◆ **DIRECTION**:
Exactly reproduce all the records, keeping pictures out of the copy.

Data items

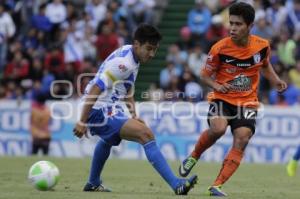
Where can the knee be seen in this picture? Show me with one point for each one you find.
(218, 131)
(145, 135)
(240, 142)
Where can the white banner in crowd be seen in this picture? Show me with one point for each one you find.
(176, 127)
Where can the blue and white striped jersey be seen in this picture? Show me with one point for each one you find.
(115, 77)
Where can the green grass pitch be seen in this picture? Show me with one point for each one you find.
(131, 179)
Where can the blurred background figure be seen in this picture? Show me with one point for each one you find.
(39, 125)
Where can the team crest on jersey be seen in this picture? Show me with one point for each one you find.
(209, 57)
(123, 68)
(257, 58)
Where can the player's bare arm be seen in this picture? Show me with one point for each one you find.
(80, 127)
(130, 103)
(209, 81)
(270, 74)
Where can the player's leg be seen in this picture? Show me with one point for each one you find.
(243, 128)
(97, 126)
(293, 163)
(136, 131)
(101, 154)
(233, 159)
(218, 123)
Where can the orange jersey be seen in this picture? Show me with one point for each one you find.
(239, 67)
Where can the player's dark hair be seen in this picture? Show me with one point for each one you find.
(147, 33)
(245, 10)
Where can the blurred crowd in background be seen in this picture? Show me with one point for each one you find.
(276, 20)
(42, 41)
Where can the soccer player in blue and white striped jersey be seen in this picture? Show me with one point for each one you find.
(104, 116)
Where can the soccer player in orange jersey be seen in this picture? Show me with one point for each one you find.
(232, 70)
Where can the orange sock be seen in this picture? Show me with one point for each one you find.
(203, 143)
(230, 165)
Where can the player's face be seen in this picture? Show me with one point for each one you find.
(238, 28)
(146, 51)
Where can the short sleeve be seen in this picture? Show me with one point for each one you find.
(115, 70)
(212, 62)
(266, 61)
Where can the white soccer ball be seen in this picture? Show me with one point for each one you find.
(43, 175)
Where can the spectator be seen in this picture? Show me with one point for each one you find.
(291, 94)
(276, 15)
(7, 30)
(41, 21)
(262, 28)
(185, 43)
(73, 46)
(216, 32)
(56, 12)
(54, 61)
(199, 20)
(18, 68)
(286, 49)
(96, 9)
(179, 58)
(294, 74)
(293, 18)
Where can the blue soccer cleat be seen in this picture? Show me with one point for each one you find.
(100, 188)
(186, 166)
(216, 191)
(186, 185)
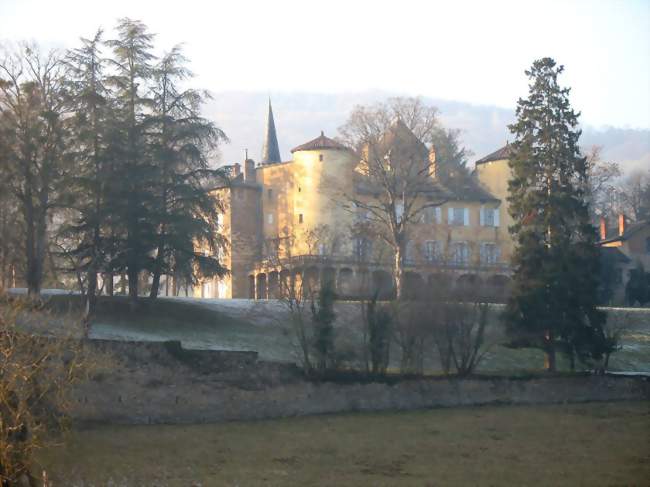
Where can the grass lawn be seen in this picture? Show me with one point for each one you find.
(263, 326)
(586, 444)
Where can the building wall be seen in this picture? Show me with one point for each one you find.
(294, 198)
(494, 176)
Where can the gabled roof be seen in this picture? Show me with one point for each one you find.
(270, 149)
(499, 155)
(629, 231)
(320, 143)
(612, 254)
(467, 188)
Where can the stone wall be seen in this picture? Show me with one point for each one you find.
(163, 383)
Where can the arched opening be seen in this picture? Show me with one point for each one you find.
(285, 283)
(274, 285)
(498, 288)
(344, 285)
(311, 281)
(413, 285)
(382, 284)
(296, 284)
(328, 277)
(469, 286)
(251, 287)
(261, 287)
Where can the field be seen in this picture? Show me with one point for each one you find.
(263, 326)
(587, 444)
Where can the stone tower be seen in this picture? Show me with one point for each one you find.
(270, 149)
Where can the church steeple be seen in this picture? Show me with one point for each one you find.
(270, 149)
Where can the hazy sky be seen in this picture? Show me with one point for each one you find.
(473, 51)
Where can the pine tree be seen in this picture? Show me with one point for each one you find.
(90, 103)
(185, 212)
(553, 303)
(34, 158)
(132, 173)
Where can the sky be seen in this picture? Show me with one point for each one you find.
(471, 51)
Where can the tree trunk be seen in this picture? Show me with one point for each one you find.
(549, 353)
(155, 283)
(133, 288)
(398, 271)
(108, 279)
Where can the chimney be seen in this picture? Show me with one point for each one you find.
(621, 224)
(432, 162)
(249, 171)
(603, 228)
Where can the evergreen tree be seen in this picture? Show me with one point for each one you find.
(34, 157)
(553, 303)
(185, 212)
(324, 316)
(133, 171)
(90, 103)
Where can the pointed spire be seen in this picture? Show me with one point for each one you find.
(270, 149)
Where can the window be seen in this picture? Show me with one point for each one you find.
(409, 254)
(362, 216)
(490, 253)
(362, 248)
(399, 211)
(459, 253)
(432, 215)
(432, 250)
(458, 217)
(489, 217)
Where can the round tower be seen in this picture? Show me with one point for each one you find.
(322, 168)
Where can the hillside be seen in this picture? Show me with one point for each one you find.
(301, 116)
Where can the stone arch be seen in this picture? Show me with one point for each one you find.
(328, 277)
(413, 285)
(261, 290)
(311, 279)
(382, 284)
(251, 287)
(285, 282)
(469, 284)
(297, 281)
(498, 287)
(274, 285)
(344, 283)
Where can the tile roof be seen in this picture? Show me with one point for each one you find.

◆ **EXERCISE RESPONSE**:
Where can the knee be seen in this picture? Show me with one point for each one you find.
(218, 131)
(145, 135)
(240, 142)
Where can the white banner in crowd be seen in this picture? Show me with one point for each one you find.
(176, 127)
Where can the blue and white striped jersey be seen in this picture? Show me with one point for each one you find.
(115, 77)
Where can the green grass pitch be seen in this picture? Show me with one point for each one you find.
(131, 179)
Where can the blurred background figure be seen in this picture? Show me with one point for each one you find.
(39, 125)
Where can the team crest on jersey be seen in this picture? Show me with one point for each one you find.
(209, 57)
(123, 68)
(257, 58)
Where can the player's bare arm be seen in this picture? Show me with one point for each one you find.
(80, 127)
(130, 103)
(209, 81)
(270, 74)
Where can the player's leg be seen in this picture? Show me with one point for each one you find.
(243, 128)
(97, 126)
(293, 163)
(136, 131)
(101, 154)
(233, 159)
(218, 123)
Where can the orange jersey be seen in this picture? Show me with one point for each one you find.
(239, 67)
Where can the player's dark hair be seen in this picture? Show me with one point for each one you find.
(147, 33)
(245, 10)
Where can the blurred crowd in background be seen in this picture? Show me with one point for each one you find.
(276, 20)
(42, 41)
Where can the soccer player in blue and white striped jersey be seen in this picture? Show me with one point for each one you find.
(104, 116)
Where can the soccer player in orange jersey be seen in this picture? Show me with one point for each one you find.
(232, 70)
Where can the orange sock be seen in this picture? Show me with one point for each one you find.
(203, 143)
(230, 165)
Where can the player's face be seen in this picture? Show me with one point for each one you find.
(238, 28)
(146, 51)
Where can the short sleeve be seen in this picture? Show me with one point for each one you find.
(115, 70)
(212, 62)
(266, 61)
Where can the white soccer ball be seen in this picture? Show me with one point for each one you find.
(43, 175)
Where can the spectator be seen in this picture? Show me with one point for each one you find.
(291, 94)
(276, 15)
(7, 30)
(41, 21)
(262, 28)
(185, 43)
(73, 46)
(216, 32)
(56, 12)
(54, 61)
(199, 20)
(18, 68)
(286, 49)
(96, 9)
(179, 58)
(294, 74)
(293, 18)
Where can the blue soccer cleat be seen in this picture? Show me with one point for each one you find.
(100, 188)
(186, 166)
(216, 191)
(186, 185)
Where can the grass lawn be seen in this picture? Show me with one point for each one you find.
(263, 326)
(586, 444)
Where can the building wall be seen in this picture? Show me with one point for each one you find.
(294, 198)
(494, 176)
Where can the gabled roof be seen in this picture? Show me with one point for each one you find.
(270, 149)
(499, 155)
(629, 231)
(320, 143)
(612, 254)
(467, 188)
Where can the stone wall be seen in this picture? Show me with one point for each one you find.
(163, 383)
Where can the arched opening be seen in this picture? Show me with one point for each one you find.
(285, 283)
(274, 285)
(498, 288)
(344, 285)
(311, 281)
(413, 285)
(382, 284)
(296, 284)
(328, 277)
(469, 286)
(251, 287)
(261, 287)
Where can the field be seen in this picture? Show me with one point for each one you find.
(263, 326)
(587, 444)
Where can the stone tower be seen in this picture? Show me with one point for each one you find.
(270, 149)
Where can the church steeple be seen in this picture? Show me with one point for each one you find.
(270, 149)
Where can the hazy sky be seen in this picture? Show me with one point for each one you find.
(473, 51)
Where can the pine tree be seen in this picture? Show me with one point for each one you find.
(90, 103)
(185, 212)
(553, 303)
(34, 158)
(132, 173)
Where can the sky be seen in this picture? Show me with one point for each one you find.
(471, 51)
Where can the tree trunk be seen in this picture? Show me with one point for each one you find.
(549, 353)
(155, 283)
(133, 288)
(398, 271)
(108, 279)
Where can the chimney be seen in this picture? Show me with one point for each one you find.
(621, 224)
(432, 162)
(249, 171)
(603, 228)
Where can the evergreen tree be seen in this picture? Show me with one point for each one you find.
(34, 157)
(553, 303)
(185, 212)
(324, 316)
(133, 171)
(90, 103)
Where can the pointed spire be seen in this picture? Show me with one point for each one you find.
(270, 149)
Where can the window be seen in this picture? Show me with one point for each one you find.
(409, 254)
(362, 216)
(490, 253)
(362, 248)
(399, 211)
(459, 253)
(432, 215)
(432, 250)
(458, 217)
(489, 217)
Where can the round tower be seen in this picture? Show me with one point for each one you find.
(322, 168)
Where can the hillside be seen in this picture? Show me with one point for each one you find.
(301, 116)
Where can the stone arch be seen in this picture? Show me with one point for each one you find.
(328, 277)
(413, 285)
(261, 290)
(311, 279)
(382, 284)
(251, 287)
(285, 282)
(469, 284)
(297, 281)
(498, 287)
(274, 285)
(344, 283)
Where can the tile roof be seen in this picture? Show me with one point for each one you find.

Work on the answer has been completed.